*** Extrait fourni ***
J’utilise un matériel vraiment basique, qu’on peut trouver partout et qui coûte peu cher. J’utilise trois tailles de feutres noirs. Un feutre fin pour les contours des personnages, un épais pour le remplissage et un moyen pour faire un peu des deux. Je l’utilise principalement pour affiner en fin d’encrage. Pour un chapitre de 34 pages, j’utilise généralement 1 à 2 feutres de chaque taille.

Comment procédez-vous pour créer vos planches ? Ce trait si particulier laisse-t-il une place au numérique et à d’éventuels assistants ?

Je pense que je suis le processus classique de création pour un manga. Je commence par un crayonné léger qui me donne une trame de ce que je raconte. Je repasse ensuite les contours et je remplis les noirs. Je n’ai aucun assistant et je n’utilise que très peu le numérique. En réalité, je ne m’en sers que dans un esprit pratique, pour les quelques trames que j’ajoute à mes planches et pour dessiner les contours des cases.

Premier tome de la série Nivawa to Saitô.

Premier tome de la série Nivawa to Saitô.

Dans Nivawa to Saitô, vous avez un dessin beaucoup plus consensuel. Pourquoi ce choix ? Qu’avez-vous pensé de cette expérience ?

Tout d’abord, je tiens à préciser que le style qui m’est naturel et que j’affectionne le plus est celui que j’utilise pour L’Enfant et le Maudit. J’ai toujours fait mes illustrations dans cet esprit-là. Au lancement de ma série Nivawa to Saitô, je comptais utiliser ce trait, mais l’éditeur a tout simplement refusé. Comme c’est un titre « tranche de vie » et comique, je me suis dit qu’il était légitime de m’adapter. Je me suis donc lancé en me conformant à la norme. Pour mon personnage de Nivawa, c’était finalement assez facile et ça m’est venu naturellement car j’ai toujours aimé dessiner des personnages non-humains. Pour ce qui est de Saitô, l’humain, ça a été plus difficile car j’ai dû faire des efforts et m’inspirer de ce que je voyais dans les mangas plus mainstream.

C’est intéressant que vous parliez de manga mainstream, car justement, même s’il est différent, L’Enfant et le Maudit rencontre un certain succès au Japon et en France. Est-ce que cela vous étonne ? Est-ce que vous pensez que le marché est trop formaté graphiquement ?

Je suis tellement loin de ce qui se fait actuellement et quand je vois que L’Enfant et le Maudit fonctionne aussi bien, je reste toujours aussi surpris. Les gens achètent mes livres et des fans partagent leurs avis sur mon œuvre avec bienveillance. Je ne pense pas que le marché soit aussi formaté qu’avant. Mais, même s’il reste encore très normé, des mangakas comme moi, avec un style original, trouvent de plus en plus facilement des magazines qui acceptent différents types de dessins. Auparavant, aucun éditeur n’aurait accepté mon travail.

Comment construisez-vous votre histoire ? Vous laissez-vous porter par les personnages, l’ambiance, ou tout est déjà écrit ?
*** Données fournies ***
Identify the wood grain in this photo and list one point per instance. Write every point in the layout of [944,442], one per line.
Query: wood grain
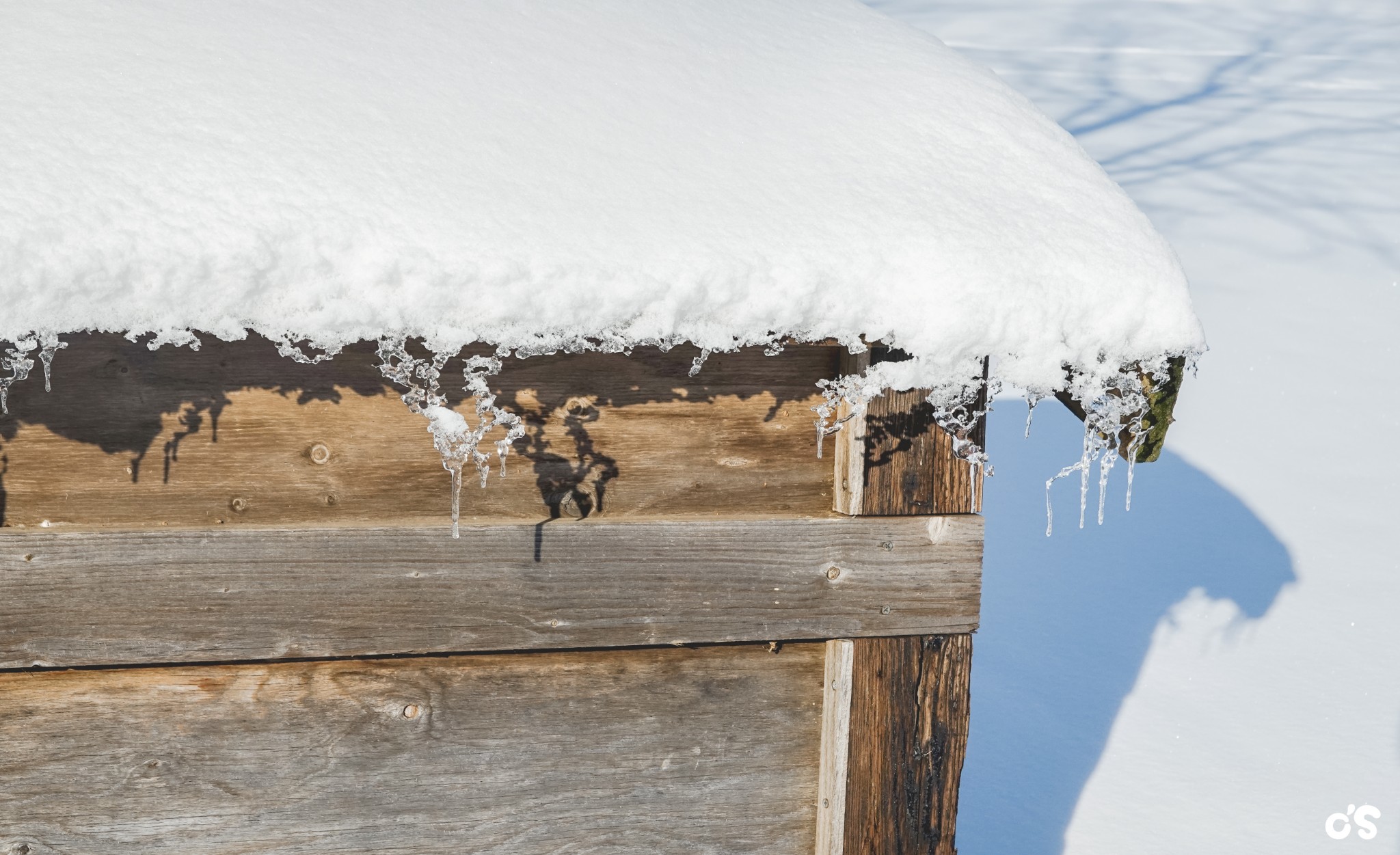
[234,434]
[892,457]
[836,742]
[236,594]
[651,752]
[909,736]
***
*** Données fournies ***
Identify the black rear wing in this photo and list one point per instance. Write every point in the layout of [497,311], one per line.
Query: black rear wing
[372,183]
***
*** Données fournies ***
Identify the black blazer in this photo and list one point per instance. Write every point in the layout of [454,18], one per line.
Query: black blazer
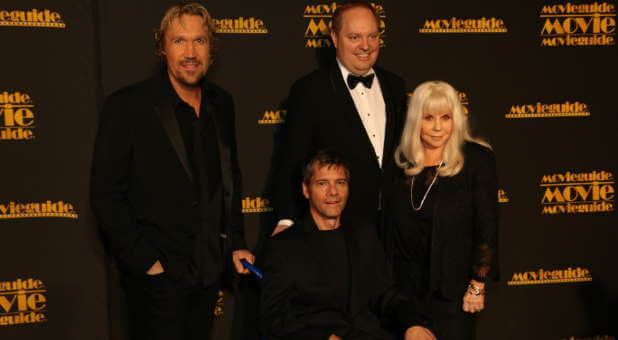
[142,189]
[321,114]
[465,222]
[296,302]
***
--- Consigne écrite 1 ---
D'après l'extrait fourni, combien de feutres de chaque taille faut-il en général pour un chapitre de 34 pages ?
--- Consigne écrite 2 ---
Mettez à jour le passage de l'extrait fourni qui commence aux mots « Je pense que » et s'arrête après « contours des cases. », en remplaçant « crayonné léger » par « croquis rapide ».

--- Réponse complète 1 ---
En général, 1 à 2 feutres de chaque taille.

--- Réponse complète 2 ---
Je pense que je suis le processus classique de création pour un manga. Je commence par un croquis rapide qui me donne une trame de ce que je raconte. Je repasse ensuite les contours et je remplis les noirs. Je n’ai aucun assistant et je n’utilise que très peu le numérique. En réalité, je ne m’en sers que dans un esprit pratique, pour les quelques trames que j’ajoute à mes planches et pour dessiner les contours des cases.